Left Termination of the query pattern countstack_in_2(g, a) w.r.t. the given Prolog program could successfully be proven:

0 Prolog
1 PrologToDTProblemTransformerProof (⇐)
2 TRIPLES
3 TriplesToPiDPProof (⇐)
4 PiDP
5 DependencyGraphProof (⇔)
6 PiDP
7 PiDPToQDPProof (⇐)
8 QDP
9 UsableRulesReductionPairsProof (⇔)
10 QDP
11 PisEmptyProof (⇔)
12 YES

(0) Obligation:

Clauses:

countstack(empty, X) :- ','(!, eq(X, 0)).
countstack(S, X) :- ','(pop(S, nil), ','(!, ','(popped(S, Pd), countstack(Pd, X)))).
countstack(S, s(X)) :- ','(pop(S, P), ','(head(P, H), ','(tail(P, T), ','(popped(S, Pd), countstack(push(H, push(T, Pd)), X))))).
pop(empty, X1).
pop(push(P, X2), P).
popped(empty, empty).
popped(push(X3, Pd), Pd).
head(nil, X4).
head(cons(H, X5), H).
tail(nil, nil).
tail(cons(X6, T), T).
eq(X, X).

Queries:

countstack(g,a).

(1) PrologToDTProblemTransformerProof (SOUND transformation)

Built DT problem from termination graph.

▶ TO DO:
a - Reproduce the passage of the Prolog termination proof starting at "pop(empty, X1)." and ending at "countstack(g,a).".
b - Write the next part of the Prolog termination proof, picking up after its last line.

▶ EXTRACTED ENTRIES:

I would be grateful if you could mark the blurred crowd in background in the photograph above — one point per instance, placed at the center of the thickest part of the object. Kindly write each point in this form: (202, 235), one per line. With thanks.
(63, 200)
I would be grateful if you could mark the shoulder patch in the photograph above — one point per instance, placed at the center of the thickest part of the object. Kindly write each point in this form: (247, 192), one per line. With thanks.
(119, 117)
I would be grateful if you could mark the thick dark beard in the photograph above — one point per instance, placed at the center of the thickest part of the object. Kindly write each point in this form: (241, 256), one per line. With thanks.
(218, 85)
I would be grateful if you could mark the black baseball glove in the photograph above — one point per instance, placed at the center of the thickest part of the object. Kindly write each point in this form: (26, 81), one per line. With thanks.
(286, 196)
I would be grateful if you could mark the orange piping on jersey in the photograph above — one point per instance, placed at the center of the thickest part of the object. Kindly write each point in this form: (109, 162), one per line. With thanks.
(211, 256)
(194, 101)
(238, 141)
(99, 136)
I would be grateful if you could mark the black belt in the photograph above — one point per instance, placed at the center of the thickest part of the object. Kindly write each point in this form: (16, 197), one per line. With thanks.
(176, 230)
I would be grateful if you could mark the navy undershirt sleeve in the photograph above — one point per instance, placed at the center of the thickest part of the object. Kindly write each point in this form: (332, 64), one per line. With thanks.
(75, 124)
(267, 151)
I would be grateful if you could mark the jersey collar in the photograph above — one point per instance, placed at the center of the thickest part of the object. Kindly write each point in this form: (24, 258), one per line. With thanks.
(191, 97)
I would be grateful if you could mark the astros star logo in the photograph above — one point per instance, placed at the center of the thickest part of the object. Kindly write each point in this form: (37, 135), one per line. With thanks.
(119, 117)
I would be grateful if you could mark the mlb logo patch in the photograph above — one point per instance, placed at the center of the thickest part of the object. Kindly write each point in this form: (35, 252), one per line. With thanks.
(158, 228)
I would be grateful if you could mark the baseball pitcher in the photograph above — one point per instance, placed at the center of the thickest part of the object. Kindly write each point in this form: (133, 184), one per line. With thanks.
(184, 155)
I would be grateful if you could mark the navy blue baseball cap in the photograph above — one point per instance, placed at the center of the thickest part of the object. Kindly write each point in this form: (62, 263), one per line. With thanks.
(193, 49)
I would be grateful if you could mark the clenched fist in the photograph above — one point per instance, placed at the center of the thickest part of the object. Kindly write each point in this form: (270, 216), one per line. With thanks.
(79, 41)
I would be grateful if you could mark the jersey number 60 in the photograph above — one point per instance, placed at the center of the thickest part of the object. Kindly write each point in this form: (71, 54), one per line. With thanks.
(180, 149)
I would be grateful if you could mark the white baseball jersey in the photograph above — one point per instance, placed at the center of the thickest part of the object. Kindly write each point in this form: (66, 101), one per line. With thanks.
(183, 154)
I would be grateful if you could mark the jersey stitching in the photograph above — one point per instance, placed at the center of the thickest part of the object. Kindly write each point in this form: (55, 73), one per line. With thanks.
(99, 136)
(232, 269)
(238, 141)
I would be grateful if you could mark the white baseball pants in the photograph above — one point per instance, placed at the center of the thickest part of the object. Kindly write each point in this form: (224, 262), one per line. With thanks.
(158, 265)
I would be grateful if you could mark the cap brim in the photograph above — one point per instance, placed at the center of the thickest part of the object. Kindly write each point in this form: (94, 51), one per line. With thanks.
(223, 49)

▶ RESPONSE LIST:
a -
pop(empty, X1).
pop(push(P, X2), P).
popped(empty, empty).
popped(push(X3, Pd), Pd).
head(nil, X4).
head(cons(H, X5), H).
tail(nil, nil).
tail(cons(X6, T), T).
eq(X, X).

Queries:

countstack(g,a).

b -
(2) Obligation:

Triples:

countstack1(push(nil, T24), T13) :- countstack1(T24, T13).
countstack1(push(cons(T71, T72), T73), s(T32)) :- countstack1(push(T71, push(T72, T73)), T32).

Clauses:

countstackc1(empty, 0).
countstackc1(push(nil, T24), T13) :- countstackc1(T24, T13).
countstackc1(push(cons(T71, T72), T73), s(T32)) :- countstackc1(push(T71, push(T72, T73)), T32).

Afs:

countstack1(x1, x2)  =  countstack1(x1)

(3) TriplesToPiDPProof (SOUND transformation)

We use the technique of [LOPSTR]. With regard to the inferred argument filtering the predicates were used in the following modes:
countstack1_in: (b,f)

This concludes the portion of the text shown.